• [EXCERPTED PASSAGE]:
□ □ □ □ □

A new study suggests that machine learning could help solve that molecular puzzle. And a new start-up, Dyno Therapeutics, has been quietly raising money to test the concept on an industrial scale.
A team led by George Church at Harvard Medical School created all possible single codon mutations—substitutions, deletions, and insertions—in the capsid of an AAV variant called AAV2. The team then tested how the mutations altered the AAVs’ immunogenicity, thermostability, ability to multiply in cells, and distribution to different tissues in mice.
With all this data in hand, the team set out to introduce multiple mutations in AAVs to improve their delivery to the liver. A collection of viruses designed with this method performed better than viruses with random mutations. But making multiple changes broke most of the AAVs and made them nonfunctional (Science 2019, DOI: 10.1126/science.aaw2900).
“What they’ve done here is truly a remarkable tour de force,” says Luk Vandenberghe, director of the Grousbeck Gene Therapy Center at Massachusetts Eye and Ear. The study highlights the potential of machine learning for AAV design, he adds, though it falls short of actually designing a significantly improved AAV that is ready for prime time in clinical testing.
Eric Kelsic, who as a postdoc worked on the project in Church’s lab, is Dyno’s CEO. He says the project gives “a snapshot of what’s important, and it’s a starting point for engineering capsids in a principled way.” Dyno is now applying machine learning to design better capsids.

□ □ □ □ □

• [SUPPLIED ENTRIES]:
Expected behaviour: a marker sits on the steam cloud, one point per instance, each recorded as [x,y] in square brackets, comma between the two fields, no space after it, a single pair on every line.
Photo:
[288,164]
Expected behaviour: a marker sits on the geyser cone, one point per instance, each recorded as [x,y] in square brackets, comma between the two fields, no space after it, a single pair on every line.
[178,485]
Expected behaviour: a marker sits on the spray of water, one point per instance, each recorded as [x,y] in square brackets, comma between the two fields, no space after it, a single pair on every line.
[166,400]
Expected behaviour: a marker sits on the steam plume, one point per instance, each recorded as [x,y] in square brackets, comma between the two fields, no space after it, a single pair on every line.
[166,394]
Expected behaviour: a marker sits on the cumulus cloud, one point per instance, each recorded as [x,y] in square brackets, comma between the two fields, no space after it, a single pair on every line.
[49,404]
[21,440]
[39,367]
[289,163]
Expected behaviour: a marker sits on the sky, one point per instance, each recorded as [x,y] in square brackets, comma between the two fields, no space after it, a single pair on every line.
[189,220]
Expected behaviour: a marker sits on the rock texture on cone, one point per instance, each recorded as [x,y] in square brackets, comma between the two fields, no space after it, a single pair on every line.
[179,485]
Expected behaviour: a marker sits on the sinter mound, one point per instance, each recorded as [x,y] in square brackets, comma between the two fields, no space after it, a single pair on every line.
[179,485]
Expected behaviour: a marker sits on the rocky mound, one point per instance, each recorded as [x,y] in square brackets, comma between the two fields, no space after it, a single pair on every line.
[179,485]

□ □ □ □ □

• [TASK ITEM]:
Copy out the passage on using machine learning to design AAV capsids word for word, from its first sentence to its last.

• [REPLY]:
A new study suggests that machine learning could help solve that molecular puzzle. And a new start-up, Dyno Therapeutics, has been quietly raising money to test the concept on an industrial scale.
A team led by George Church at Harvard Medical School created all possible single codon mutations—substitutions, deletions, and insertions—in the capsid of an AAV variant called AAV2. The team then tested how the mutations altered the AAVs’ immunogenicity, thermostability, ability to multiply in cells, and distribution to different tissues in mice.
With all this data in hand, the team set out to introduce multiple mutations in AAVs to improve their delivery to the liver. A collection of viruses designed with this method performed better than viruses with random mutations. But making multiple changes broke most of the AAVs and made them nonfunctional (Science 2019, DOI: 10.1126/science.aaw2900).
“What they’ve done here is truly a remarkable tour de force,” says Luk Vandenberghe, director of the Grousbeck Gene Therapy Center at Massachusetts Eye and Ear. The study highlights the potential of machine learning for AAV design, he adds, though it falls short of actually designing a significantly improved AAV that is ready for prime time in clinical testing.
Eric Kelsic, who as a postdoc worked on the project in Church’s lab, is Dyno’s CEO. He says the project gives “a snapshot of what’s important, and it’s a starting point for engineering capsids in a principled way.” Dyno is now applying machine learning to design better capsids.